■ **RECORDS TO USE**:
*-*-*

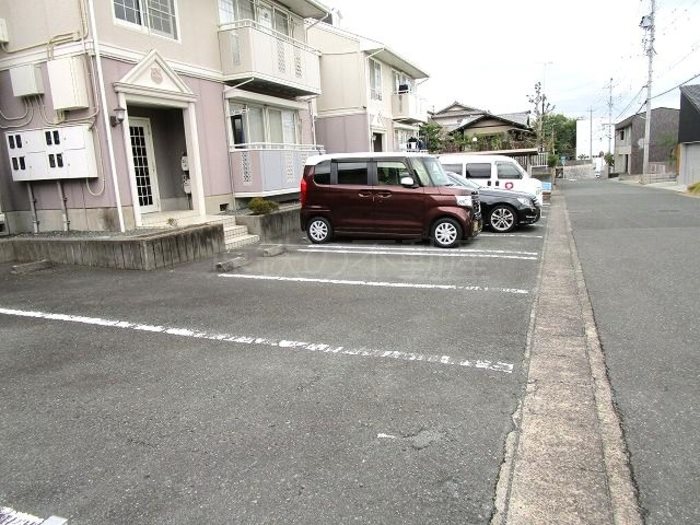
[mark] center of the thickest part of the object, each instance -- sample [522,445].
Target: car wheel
[319,230]
[503,219]
[446,233]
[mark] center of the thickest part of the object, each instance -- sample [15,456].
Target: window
[352,173]
[389,173]
[227,13]
[508,171]
[402,83]
[454,168]
[282,22]
[375,80]
[322,172]
[478,171]
[263,124]
[158,16]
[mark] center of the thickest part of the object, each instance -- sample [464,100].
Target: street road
[639,249]
[354,382]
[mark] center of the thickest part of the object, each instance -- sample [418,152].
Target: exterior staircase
[235,236]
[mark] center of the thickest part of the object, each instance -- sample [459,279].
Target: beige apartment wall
[328,42]
[197,43]
[35,22]
[343,83]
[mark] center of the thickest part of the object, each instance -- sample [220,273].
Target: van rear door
[397,209]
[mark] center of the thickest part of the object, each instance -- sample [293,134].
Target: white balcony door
[144,165]
[265,15]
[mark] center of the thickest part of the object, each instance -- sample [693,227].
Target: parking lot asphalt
[368,382]
[639,250]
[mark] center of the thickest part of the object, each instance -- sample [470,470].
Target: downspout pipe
[32,205]
[105,116]
[64,209]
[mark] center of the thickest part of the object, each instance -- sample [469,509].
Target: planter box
[139,252]
[273,226]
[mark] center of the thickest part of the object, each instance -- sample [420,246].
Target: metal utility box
[68,83]
[26,81]
[51,154]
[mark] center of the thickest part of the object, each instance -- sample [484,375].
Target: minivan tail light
[302,191]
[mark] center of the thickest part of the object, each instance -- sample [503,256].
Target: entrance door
[144,164]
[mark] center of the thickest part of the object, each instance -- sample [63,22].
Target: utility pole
[590,150]
[610,123]
[648,24]
[611,126]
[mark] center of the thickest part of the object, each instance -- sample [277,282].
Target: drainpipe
[105,116]
[32,205]
[64,209]
[318,21]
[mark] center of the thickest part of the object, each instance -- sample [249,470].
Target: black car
[502,210]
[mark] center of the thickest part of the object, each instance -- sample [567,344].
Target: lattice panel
[281,57]
[246,169]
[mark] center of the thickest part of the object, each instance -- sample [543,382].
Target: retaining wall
[146,252]
[273,226]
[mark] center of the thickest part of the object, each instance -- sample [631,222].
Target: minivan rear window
[478,170]
[322,172]
[353,173]
[454,168]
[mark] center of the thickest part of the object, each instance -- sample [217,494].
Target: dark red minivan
[389,195]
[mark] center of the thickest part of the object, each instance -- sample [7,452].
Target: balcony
[408,107]
[264,169]
[276,63]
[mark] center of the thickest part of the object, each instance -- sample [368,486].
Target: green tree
[432,135]
[560,134]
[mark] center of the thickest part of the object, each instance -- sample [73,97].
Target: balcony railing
[273,60]
[261,168]
[408,106]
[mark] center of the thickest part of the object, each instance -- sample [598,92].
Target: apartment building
[119,114]
[369,99]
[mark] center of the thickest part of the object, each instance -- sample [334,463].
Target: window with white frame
[402,83]
[375,80]
[262,124]
[263,13]
[158,16]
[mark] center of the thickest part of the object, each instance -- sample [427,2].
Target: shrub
[260,206]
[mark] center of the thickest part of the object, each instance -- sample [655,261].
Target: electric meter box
[67,83]
[26,81]
[4,36]
[51,154]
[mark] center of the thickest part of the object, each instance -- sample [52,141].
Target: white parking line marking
[495,366]
[377,284]
[523,235]
[402,249]
[10,516]
[453,253]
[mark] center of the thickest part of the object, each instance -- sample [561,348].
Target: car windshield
[431,167]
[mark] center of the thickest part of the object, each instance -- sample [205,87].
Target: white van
[494,171]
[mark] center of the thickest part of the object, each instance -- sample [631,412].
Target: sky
[490,53]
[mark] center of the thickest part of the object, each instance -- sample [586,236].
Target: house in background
[505,131]
[369,99]
[629,142]
[120,114]
[689,135]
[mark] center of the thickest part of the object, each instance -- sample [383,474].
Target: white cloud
[489,54]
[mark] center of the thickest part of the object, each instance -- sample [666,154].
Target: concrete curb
[623,492]
[566,460]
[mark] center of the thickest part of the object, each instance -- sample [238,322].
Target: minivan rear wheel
[319,230]
[446,233]
[503,219]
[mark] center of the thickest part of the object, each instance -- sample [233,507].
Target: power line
[676,86]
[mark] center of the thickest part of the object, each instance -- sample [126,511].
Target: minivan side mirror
[407,181]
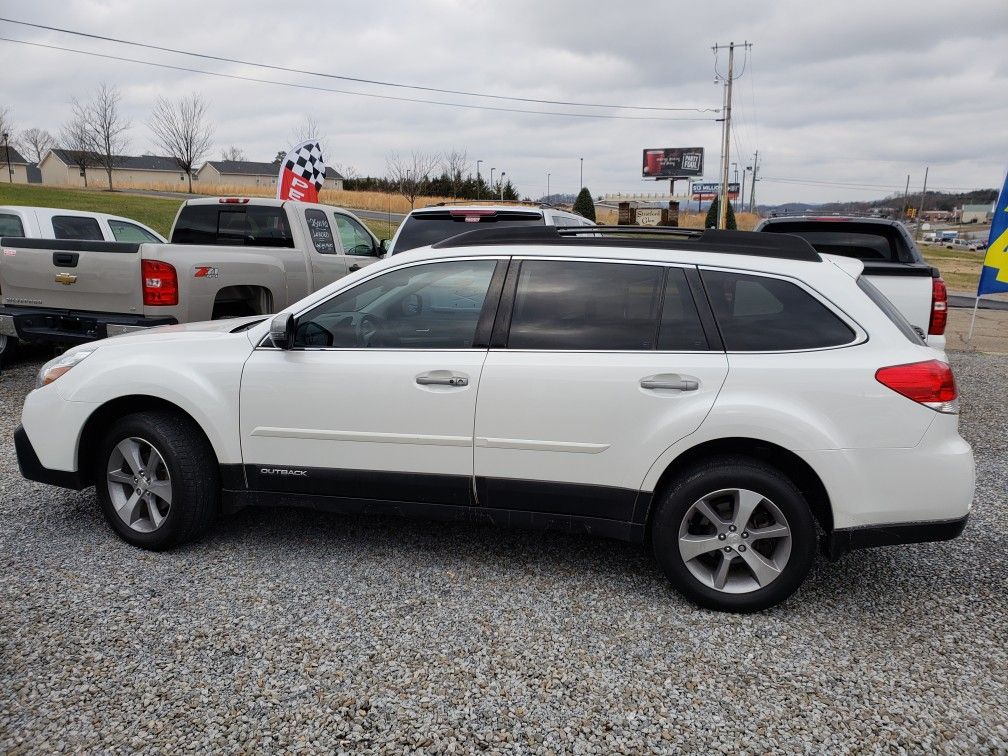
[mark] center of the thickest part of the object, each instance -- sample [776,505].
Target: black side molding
[31,468]
[843,540]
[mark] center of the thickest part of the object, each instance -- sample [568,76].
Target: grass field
[155,212]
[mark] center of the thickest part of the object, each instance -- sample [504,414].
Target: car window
[77,227]
[233,225]
[430,227]
[10,225]
[435,305]
[680,329]
[130,232]
[586,305]
[758,313]
[321,232]
[356,240]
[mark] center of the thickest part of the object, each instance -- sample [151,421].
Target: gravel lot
[294,631]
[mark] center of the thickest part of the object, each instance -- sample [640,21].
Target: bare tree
[410,173]
[107,127]
[37,142]
[75,137]
[456,165]
[307,129]
[181,130]
[233,153]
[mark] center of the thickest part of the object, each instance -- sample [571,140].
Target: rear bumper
[46,325]
[31,468]
[847,539]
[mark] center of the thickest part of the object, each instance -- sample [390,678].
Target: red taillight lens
[939,307]
[930,383]
[160,283]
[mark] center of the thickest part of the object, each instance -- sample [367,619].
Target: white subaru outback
[732,400]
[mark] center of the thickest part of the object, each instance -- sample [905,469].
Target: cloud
[859,92]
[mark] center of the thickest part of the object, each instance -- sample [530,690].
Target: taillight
[929,383]
[939,307]
[160,283]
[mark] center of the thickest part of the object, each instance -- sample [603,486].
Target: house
[59,167]
[977,214]
[252,173]
[17,170]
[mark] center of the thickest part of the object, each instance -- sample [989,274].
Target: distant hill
[933,201]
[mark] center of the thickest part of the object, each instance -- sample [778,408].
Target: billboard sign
[673,162]
[712,190]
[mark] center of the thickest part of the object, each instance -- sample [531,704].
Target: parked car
[723,398]
[228,257]
[52,223]
[891,260]
[438,222]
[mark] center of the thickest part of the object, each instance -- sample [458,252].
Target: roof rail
[781,246]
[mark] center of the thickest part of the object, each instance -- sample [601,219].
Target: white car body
[328,420]
[37,223]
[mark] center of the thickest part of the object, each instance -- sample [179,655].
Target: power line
[348,92]
[357,80]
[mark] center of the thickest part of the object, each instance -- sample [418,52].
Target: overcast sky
[847,98]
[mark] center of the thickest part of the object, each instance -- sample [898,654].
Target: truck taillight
[939,307]
[160,283]
[929,383]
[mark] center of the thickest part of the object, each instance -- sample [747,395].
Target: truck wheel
[156,479]
[734,534]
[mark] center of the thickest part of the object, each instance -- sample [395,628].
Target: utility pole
[920,208]
[752,190]
[726,130]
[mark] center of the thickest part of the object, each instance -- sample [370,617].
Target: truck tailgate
[78,275]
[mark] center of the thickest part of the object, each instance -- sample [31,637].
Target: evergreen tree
[711,222]
[584,206]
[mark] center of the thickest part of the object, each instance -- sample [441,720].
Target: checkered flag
[302,173]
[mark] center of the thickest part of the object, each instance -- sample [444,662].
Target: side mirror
[281,331]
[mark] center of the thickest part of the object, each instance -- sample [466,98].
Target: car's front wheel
[156,479]
[734,534]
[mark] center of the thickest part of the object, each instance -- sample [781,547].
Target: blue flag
[994,274]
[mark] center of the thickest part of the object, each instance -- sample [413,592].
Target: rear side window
[757,313]
[586,305]
[429,228]
[77,227]
[883,303]
[234,225]
[10,225]
[130,232]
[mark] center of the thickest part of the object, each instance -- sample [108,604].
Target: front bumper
[46,325]
[843,540]
[31,468]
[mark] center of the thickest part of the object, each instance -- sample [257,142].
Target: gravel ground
[294,631]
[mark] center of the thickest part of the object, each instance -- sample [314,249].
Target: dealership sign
[673,162]
[712,190]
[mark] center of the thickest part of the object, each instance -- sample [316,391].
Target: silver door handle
[448,380]
[673,384]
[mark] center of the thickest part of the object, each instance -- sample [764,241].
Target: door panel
[585,417]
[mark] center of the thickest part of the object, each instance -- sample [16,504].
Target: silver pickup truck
[227,257]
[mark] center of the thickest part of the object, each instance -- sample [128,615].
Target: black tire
[733,472]
[192,465]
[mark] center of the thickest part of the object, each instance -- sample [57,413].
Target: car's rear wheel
[156,479]
[734,534]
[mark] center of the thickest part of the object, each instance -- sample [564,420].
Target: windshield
[429,228]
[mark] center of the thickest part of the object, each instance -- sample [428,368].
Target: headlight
[55,368]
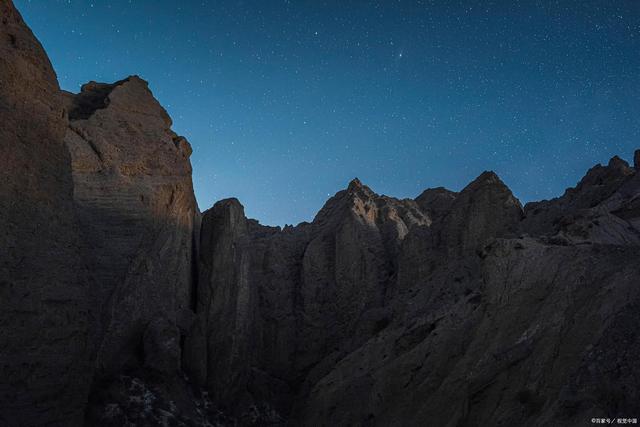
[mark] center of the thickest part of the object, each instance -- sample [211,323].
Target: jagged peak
[487,179]
[133,96]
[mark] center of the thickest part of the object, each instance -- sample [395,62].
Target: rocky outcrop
[456,309]
[45,340]
[121,305]
[135,202]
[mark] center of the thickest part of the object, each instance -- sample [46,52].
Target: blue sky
[284,102]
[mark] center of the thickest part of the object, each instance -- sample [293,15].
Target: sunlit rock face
[456,308]
[135,201]
[45,341]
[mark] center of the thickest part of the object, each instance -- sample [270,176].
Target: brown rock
[45,344]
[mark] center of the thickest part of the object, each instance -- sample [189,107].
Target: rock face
[121,305]
[455,309]
[45,343]
[134,197]
[135,202]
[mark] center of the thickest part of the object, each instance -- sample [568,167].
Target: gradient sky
[285,101]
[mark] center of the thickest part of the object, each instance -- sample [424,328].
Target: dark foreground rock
[45,340]
[122,306]
[454,309]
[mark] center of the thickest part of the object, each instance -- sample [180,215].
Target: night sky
[284,102]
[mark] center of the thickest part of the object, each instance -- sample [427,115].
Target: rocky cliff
[45,340]
[456,308]
[123,305]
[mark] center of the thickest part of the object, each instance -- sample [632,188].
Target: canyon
[122,304]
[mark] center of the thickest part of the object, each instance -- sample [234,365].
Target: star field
[285,101]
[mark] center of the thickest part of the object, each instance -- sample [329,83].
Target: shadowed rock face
[134,197]
[456,308]
[44,322]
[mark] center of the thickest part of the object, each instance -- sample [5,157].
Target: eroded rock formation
[455,309]
[122,305]
[45,343]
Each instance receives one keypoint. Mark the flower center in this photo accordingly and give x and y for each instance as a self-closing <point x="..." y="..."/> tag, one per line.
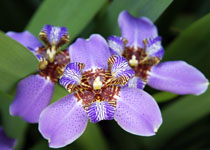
<point x="98" y="98"/>
<point x="140" y="61"/>
<point x="52" y="66"/>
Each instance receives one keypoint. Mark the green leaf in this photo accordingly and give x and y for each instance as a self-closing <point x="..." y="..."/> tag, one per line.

*-*-*

■ **DIRECTION**:
Here the job is to quote the lines from the one with "-- sample [5,157]." through the end of the material, both included, exactly; please skip the pictures.

■ **WRITTEN ANSWER**:
[mark] center of the thickest part of the object, each instance -- sample [5,157].
Target: eroded rock formation
[455,309]
[122,305]
[45,343]
Each instance receives one keypoint. Mark the flower center in this photo accordingly and give x and y for each instance as a self-closing <point x="..." y="..."/> tag, one per line.
<point x="98" y="98"/>
<point x="140" y="61"/>
<point x="52" y="66"/>
Each instance receives one keypoint. Mark the green leaf in this photo accordingly and give x and y for each instance as a self-closing <point x="..." y="..."/> tag, one per line.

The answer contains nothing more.